**HOW TO COMPLETE THIS TASK**
State the number of lines in the material below that hold "people", and add nothing to it.

----

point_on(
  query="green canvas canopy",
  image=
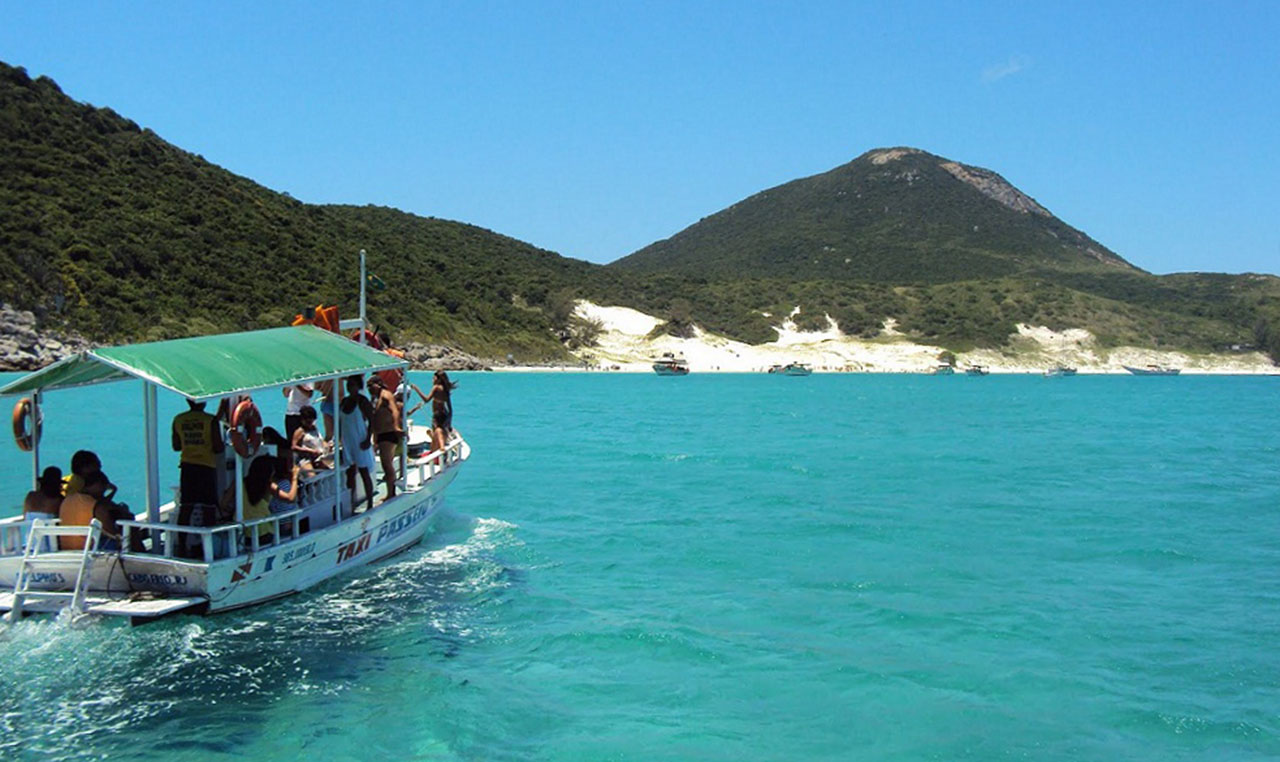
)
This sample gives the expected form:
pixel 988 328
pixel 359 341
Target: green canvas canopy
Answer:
pixel 211 366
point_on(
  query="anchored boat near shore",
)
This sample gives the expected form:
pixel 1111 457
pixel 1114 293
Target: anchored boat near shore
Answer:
pixel 232 565
pixel 1152 370
pixel 671 365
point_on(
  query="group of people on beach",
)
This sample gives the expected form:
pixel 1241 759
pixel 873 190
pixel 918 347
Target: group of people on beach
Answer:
pixel 369 425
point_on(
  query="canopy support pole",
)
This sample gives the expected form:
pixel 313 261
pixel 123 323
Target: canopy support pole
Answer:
pixel 35 439
pixel 338 466
pixel 364 324
pixel 150 427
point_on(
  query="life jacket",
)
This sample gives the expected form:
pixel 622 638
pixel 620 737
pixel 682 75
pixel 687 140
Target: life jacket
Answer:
pixel 324 318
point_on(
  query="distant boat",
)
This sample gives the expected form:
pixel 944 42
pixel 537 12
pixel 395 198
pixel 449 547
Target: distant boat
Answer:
pixel 670 365
pixel 1153 370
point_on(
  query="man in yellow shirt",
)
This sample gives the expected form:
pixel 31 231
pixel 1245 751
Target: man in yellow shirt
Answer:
pixel 199 437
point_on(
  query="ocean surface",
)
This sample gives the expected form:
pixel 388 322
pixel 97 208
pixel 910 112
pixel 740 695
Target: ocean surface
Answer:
pixel 736 567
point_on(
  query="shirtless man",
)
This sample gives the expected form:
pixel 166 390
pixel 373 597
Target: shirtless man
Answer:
pixel 48 497
pixel 387 429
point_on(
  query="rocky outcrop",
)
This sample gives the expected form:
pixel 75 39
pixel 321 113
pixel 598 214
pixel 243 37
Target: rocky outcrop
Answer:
pixel 993 186
pixel 24 347
pixel 440 357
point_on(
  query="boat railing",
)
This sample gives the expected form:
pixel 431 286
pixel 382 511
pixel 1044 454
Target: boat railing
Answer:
pixel 215 542
pixel 14 530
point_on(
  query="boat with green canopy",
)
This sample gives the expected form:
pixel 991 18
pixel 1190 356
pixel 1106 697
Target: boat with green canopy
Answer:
pixel 168 562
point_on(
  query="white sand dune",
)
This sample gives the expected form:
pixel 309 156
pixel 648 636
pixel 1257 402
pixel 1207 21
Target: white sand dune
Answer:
pixel 624 343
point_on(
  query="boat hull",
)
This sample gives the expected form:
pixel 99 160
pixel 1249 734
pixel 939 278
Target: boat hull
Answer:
pixel 670 370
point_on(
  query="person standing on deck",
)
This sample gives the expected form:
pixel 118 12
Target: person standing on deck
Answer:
pixel 442 410
pixel 199 438
pixel 353 419
pixel 297 397
pixel 387 428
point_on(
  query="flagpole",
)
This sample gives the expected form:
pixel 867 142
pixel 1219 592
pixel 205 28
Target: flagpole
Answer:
pixel 364 324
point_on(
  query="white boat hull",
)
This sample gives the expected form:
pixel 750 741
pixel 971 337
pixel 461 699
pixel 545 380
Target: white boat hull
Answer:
pixel 269 573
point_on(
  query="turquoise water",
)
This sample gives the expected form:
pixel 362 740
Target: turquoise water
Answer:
pixel 741 567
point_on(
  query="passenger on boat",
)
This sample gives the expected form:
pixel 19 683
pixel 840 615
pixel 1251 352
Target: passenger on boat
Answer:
pixel 257 496
pixel 442 410
pixel 325 388
pixel 200 441
pixel 309 448
pixel 91 502
pixel 402 397
pixel 353 420
pixel 46 498
pixel 83 464
pixel 296 397
pixel 387 428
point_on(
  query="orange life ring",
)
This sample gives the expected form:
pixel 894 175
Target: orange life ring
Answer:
pixel 246 416
pixel 24 432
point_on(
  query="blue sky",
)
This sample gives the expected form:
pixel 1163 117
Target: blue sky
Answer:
pixel 595 128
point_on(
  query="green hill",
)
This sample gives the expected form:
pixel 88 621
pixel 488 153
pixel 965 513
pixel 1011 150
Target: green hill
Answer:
pixel 109 229
pixel 892 215
pixel 952 252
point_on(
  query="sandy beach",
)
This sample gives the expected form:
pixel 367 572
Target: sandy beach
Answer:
pixel 624 346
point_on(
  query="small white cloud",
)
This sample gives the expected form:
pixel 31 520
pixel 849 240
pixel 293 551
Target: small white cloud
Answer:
pixel 1015 63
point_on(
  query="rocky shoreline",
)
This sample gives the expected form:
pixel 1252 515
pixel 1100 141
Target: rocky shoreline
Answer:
pixel 23 346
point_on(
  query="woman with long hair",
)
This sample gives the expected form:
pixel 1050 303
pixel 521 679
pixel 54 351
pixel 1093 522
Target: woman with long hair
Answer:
pixel 442 410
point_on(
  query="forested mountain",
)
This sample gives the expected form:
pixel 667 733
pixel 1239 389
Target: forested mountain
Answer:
pixel 892 215
pixel 109 231
pixel 112 231
pixel 954 252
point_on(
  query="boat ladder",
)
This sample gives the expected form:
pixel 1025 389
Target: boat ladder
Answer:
pixel 41 553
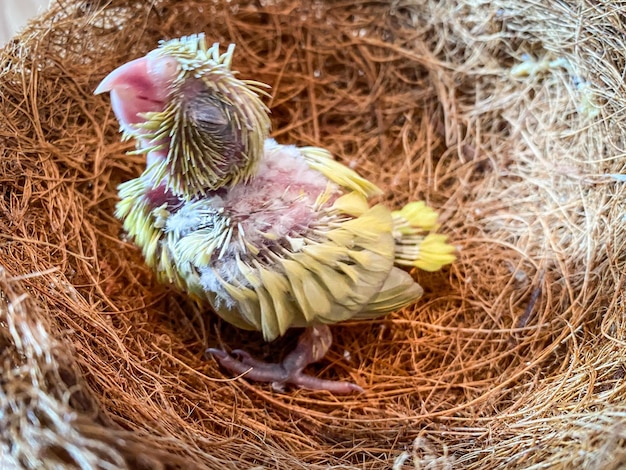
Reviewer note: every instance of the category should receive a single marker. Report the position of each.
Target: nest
(506, 116)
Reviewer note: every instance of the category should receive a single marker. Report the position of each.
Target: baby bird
(271, 236)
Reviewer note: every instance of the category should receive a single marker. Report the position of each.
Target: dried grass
(516, 356)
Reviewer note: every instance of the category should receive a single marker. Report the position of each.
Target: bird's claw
(279, 376)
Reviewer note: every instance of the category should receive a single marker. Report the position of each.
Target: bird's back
(295, 245)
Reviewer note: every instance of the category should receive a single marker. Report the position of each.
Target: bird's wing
(323, 281)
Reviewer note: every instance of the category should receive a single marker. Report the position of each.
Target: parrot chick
(271, 236)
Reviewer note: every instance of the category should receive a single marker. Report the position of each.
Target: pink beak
(125, 76)
(139, 86)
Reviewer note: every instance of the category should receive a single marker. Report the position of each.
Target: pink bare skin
(142, 86)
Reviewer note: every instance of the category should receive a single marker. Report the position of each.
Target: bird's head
(200, 126)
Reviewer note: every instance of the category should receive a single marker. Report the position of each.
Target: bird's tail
(417, 243)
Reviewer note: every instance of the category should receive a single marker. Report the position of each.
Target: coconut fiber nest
(506, 116)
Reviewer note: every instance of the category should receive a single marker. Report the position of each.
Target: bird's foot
(312, 346)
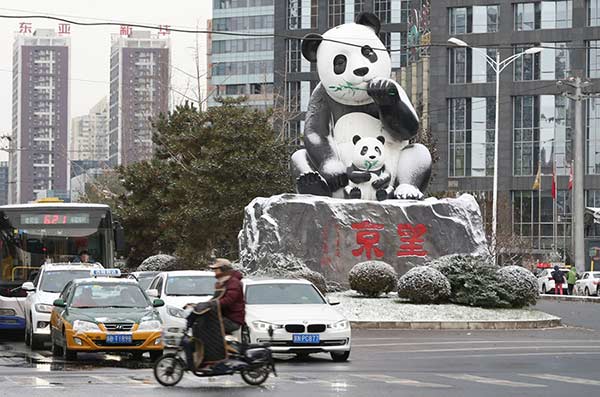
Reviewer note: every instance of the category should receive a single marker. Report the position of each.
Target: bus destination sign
(55, 219)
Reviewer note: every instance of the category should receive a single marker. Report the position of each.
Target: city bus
(48, 232)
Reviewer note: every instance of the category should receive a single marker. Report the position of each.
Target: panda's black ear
(370, 20)
(310, 43)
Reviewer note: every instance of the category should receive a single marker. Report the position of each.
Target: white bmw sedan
(292, 316)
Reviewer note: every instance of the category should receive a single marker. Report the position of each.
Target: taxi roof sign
(105, 273)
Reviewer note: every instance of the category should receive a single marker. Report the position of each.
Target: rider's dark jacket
(232, 301)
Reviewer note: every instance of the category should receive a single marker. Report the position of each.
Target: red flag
(553, 182)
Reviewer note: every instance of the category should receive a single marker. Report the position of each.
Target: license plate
(306, 338)
(118, 339)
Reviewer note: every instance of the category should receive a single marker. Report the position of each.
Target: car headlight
(85, 326)
(176, 312)
(152, 325)
(344, 324)
(43, 308)
(263, 325)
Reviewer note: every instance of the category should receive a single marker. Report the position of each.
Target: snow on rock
(424, 284)
(373, 278)
(325, 233)
(159, 263)
(389, 308)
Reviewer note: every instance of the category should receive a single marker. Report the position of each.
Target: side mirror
(158, 303)
(333, 302)
(119, 237)
(59, 303)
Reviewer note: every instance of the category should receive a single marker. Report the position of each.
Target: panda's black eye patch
(339, 64)
(368, 53)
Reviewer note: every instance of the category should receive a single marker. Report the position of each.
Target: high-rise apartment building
(241, 65)
(536, 122)
(295, 77)
(89, 134)
(139, 91)
(38, 159)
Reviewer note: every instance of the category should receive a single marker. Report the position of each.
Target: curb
(570, 298)
(457, 325)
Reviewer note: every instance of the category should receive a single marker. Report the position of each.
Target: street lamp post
(498, 66)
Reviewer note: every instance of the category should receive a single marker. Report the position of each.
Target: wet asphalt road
(553, 362)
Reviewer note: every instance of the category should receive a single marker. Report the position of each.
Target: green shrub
(373, 278)
(424, 284)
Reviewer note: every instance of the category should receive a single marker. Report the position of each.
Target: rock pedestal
(332, 235)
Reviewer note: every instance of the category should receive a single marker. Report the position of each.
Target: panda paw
(383, 91)
(408, 192)
(312, 183)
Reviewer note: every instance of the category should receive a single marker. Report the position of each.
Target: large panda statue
(356, 96)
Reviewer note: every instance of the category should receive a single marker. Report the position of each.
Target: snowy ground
(389, 308)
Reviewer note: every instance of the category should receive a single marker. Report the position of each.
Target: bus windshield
(30, 237)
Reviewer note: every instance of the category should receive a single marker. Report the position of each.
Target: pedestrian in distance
(572, 279)
(559, 279)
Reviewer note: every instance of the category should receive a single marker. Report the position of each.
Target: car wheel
(339, 357)
(36, 342)
(155, 355)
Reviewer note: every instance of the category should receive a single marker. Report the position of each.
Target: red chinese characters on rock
(368, 238)
(411, 237)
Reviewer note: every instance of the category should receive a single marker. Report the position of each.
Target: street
(548, 362)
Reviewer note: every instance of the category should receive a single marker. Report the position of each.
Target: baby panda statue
(356, 93)
(368, 179)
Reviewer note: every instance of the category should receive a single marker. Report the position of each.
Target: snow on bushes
(424, 284)
(158, 263)
(372, 278)
(519, 284)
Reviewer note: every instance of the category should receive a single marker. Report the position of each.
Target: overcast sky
(90, 46)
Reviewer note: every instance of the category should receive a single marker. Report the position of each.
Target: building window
(470, 66)
(593, 58)
(593, 12)
(541, 134)
(471, 138)
(336, 12)
(476, 19)
(294, 55)
(545, 15)
(593, 136)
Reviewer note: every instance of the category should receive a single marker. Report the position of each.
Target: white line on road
(489, 381)
(566, 379)
(404, 382)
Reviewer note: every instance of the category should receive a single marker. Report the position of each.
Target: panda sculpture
(368, 179)
(356, 93)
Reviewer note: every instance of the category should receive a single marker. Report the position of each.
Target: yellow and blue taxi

----

**RESPONSE AREA**
2